§ TEXTO FORNECIDO:
::::::::
O conceito de família, dessa forma, não se confunde com a forma como ela é estruturada. Cynthia Andersen Sarti classifica “família” como grupo social concreto, enquanto as relações de parentesco é uma estrutura formal (SARTI, 1992). Como pontua Sarti: “Todo mundo nasce, se acasala e morre. O que é específico do ser humano é que ele escolhe a forma como ele vai fazer isso.” (SARTI, 1992, p. 70).
Tanto é assim que tanto a noção de família, quanto as relações de parentesco modificaram-se ao longo do tempo e espaço, pautadas na realidade social e ideológica marcantes da época e localidade.
Assim, pode-se dizer que a família patriarcal é uma construção cultural, uma etapa da história das relações humanas, dada as dinâmicas sociais em certo tempo e espaço, criada através de relações de parentesco pré-estabelecidas na normativa, que se modifica de acordo com a concepção atribuída.
Entende-se por família patriarcal aquela que tem sua origem fundada na ideologia que leva esse mesmo nome (“ideologia da família patriarcal”), que surge, especialmente, a partir da necessidade do homem em manter a propriedade em sua própria linhagem. Sérgio Monteiro de Barros expõe o seguinte acerca do assunto:
Para esta (a ideologia da família patriarcal), o elemento basilar da sociedade não é o indivíduo, mas sim a entidade familiar monogâmica, parental, patriarcal, patrimonial, isto é, a tradicional família romana, que veio a ser recepcionada pelo cristianismo medieval, que a reduziu à família nuclear, consagrando como família-modelo o pai, a mãe e o filho. Essa concepção restritiva da família bem servia, no plano ideológico, para justificar o domínio das terras pelos patriarcas antigos e, depois, pelos senhores feudais, corroborando a idéia-força de que a família patriarcal e senhorial é a base da sociedade. (BARROS, 2002, p. 6).
O termo patriarca “tem sido utilizado de forma tipificada por sociólogos e cientistas políticos, referindo-se a uma forma originária do exercício do poder do pai sobre os membros da família e de sua comunidade” (AZEVEDO, 2017, p. 13). A autora cita:
Nesse caso, os traços essenciais da família patriarcal são: a crença na existência de laços consanguíneos, definidos através de um antepassado comum, mítico ou real; a vigência de critérios de transmissão hereditária da posição de 'chefe' ou de 'senhor' em linha masculina, com preferência ao primogênito da esposa legal ou de uma das esposas legais; ao exercício do poder senhorial através de norma estabelecidas pela tradição, independentemente de sua origem ou fundamento religioso; o princípio de unidade econômica e política dos componentes da unidade familiar, sob a liderança do 'senhor'; a comunhão religiosa; e o princípio de solidariedade no grupo de parentes, em todas as ações ou situações em que estes ou seus apaniguados ou subordinados se envolvessem como e enquanto membros ou representantes de uma unidade familial" (FERNANDES, 1996 apud AZEVEDO, 2017, p. 13).
::::::::
§ TAREFA A: Nos registros, reescreva as linhas que vão da que contém "the prairie dog tail" até o fim dos registros, trocando "tail" por "head" e deixando todo o resto igual.

§ REGISTROS:
::::::::
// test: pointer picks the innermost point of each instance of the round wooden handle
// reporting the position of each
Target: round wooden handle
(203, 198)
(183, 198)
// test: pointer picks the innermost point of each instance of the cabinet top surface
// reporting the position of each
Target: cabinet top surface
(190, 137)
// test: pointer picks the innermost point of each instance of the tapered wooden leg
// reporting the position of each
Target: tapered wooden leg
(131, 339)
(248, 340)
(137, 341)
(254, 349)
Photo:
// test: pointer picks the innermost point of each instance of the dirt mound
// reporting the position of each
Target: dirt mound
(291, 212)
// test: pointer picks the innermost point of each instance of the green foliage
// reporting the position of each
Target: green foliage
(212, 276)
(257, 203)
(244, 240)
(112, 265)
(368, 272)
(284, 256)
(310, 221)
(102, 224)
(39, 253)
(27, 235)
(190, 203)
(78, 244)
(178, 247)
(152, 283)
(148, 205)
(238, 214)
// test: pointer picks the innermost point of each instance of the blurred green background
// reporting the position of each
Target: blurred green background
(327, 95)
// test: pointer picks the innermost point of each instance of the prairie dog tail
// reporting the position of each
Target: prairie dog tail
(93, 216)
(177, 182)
::::::::
§ TAREFA B: Segundo o texto sobre a família patriarcal, de que necessidade surge a ideologia que leva esse nome?

§ RESPOSTA CORRETA A:
// test: pointer picks the innermost point of each instance of the prairie dog head
// reporting the position of each
Target: prairie dog head
(93, 216)
(177, 182)

§ RESPOSTA CORRETA B: Surge da necessidade do homem em manter a propriedade em sua própria linhagem.